Dataset entries:
-------------------------

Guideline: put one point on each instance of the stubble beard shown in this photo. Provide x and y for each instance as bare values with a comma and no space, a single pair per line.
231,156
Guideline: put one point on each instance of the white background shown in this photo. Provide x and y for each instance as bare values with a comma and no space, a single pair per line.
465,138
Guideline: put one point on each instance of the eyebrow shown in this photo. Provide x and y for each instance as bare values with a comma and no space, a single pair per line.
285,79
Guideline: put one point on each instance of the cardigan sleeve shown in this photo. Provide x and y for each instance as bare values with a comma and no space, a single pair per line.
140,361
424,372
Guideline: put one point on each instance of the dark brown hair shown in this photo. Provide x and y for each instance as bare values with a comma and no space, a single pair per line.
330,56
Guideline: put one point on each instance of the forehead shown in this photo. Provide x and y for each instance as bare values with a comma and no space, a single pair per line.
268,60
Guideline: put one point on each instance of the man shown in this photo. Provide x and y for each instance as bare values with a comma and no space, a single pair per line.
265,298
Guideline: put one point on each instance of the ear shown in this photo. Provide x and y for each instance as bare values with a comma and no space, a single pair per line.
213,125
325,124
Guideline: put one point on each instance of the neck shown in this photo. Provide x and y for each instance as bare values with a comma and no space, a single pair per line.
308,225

-------------------------

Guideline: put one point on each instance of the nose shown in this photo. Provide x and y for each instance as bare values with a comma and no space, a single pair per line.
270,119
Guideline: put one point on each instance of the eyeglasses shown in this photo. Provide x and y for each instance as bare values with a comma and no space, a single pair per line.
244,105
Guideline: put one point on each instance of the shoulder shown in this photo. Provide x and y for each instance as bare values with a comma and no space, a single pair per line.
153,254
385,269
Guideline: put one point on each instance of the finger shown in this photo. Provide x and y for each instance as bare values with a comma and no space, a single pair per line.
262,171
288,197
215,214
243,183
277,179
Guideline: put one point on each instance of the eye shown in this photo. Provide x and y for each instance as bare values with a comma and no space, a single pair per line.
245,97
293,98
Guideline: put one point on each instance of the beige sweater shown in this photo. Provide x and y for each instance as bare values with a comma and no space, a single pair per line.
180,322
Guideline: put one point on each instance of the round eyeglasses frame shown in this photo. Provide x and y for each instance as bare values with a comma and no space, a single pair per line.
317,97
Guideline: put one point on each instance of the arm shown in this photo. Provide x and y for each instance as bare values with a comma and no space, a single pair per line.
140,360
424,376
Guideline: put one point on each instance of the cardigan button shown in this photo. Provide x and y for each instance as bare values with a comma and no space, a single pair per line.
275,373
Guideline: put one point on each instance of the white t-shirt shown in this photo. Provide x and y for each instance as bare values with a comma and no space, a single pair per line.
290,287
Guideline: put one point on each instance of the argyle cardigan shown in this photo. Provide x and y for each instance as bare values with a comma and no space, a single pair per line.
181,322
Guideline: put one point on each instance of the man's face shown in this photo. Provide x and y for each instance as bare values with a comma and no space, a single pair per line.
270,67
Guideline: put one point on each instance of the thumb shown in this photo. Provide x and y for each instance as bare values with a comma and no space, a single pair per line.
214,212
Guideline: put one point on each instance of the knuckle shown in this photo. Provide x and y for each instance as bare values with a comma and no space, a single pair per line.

-------------------------

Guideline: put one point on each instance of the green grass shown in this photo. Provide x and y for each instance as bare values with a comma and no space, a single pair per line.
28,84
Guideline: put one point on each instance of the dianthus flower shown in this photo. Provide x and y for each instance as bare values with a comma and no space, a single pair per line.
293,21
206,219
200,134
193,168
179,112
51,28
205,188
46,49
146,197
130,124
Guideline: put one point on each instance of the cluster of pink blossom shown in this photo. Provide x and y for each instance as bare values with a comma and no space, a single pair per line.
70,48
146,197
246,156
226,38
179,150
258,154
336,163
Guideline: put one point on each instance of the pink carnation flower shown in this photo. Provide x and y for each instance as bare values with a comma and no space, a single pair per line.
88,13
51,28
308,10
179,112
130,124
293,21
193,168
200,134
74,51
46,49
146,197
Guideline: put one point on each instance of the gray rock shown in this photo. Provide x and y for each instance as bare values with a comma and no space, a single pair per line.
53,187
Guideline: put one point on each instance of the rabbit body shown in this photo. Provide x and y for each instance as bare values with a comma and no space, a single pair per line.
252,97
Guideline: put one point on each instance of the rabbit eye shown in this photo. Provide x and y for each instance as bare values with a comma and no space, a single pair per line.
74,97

-------------------------

Written request: Copy the lines from the line with "Guideline: put one point on each instance of the argyle" up to and including the line with "Guideline: put one point on each instance of the knuckle", leaving the requests unchanged. Raise every x and y coordinate in the answers by 9.

Answer to the exercise:
Guideline: put one point on each instance of the argyle cardigan shown in this photo. Provide x and y for each instance as bare values with a comma and no space, a single pair per line.
190,331
Guideline: put one point on each instance of the man's face shown in this photo. Provide x and y for each instance as bare values with a comma and no space, a single pair per line.
279,76
Guideline: put one point on each instance of the thumb shown in this photo. Provide x and y for each instance as bare values with a comma and no space, a single pair per line.
223,221
Guideline: put one point on each instance of the knuckle shown in this photo. Provide x and y for each instance as bare values with a comma and no space, a single pair per line.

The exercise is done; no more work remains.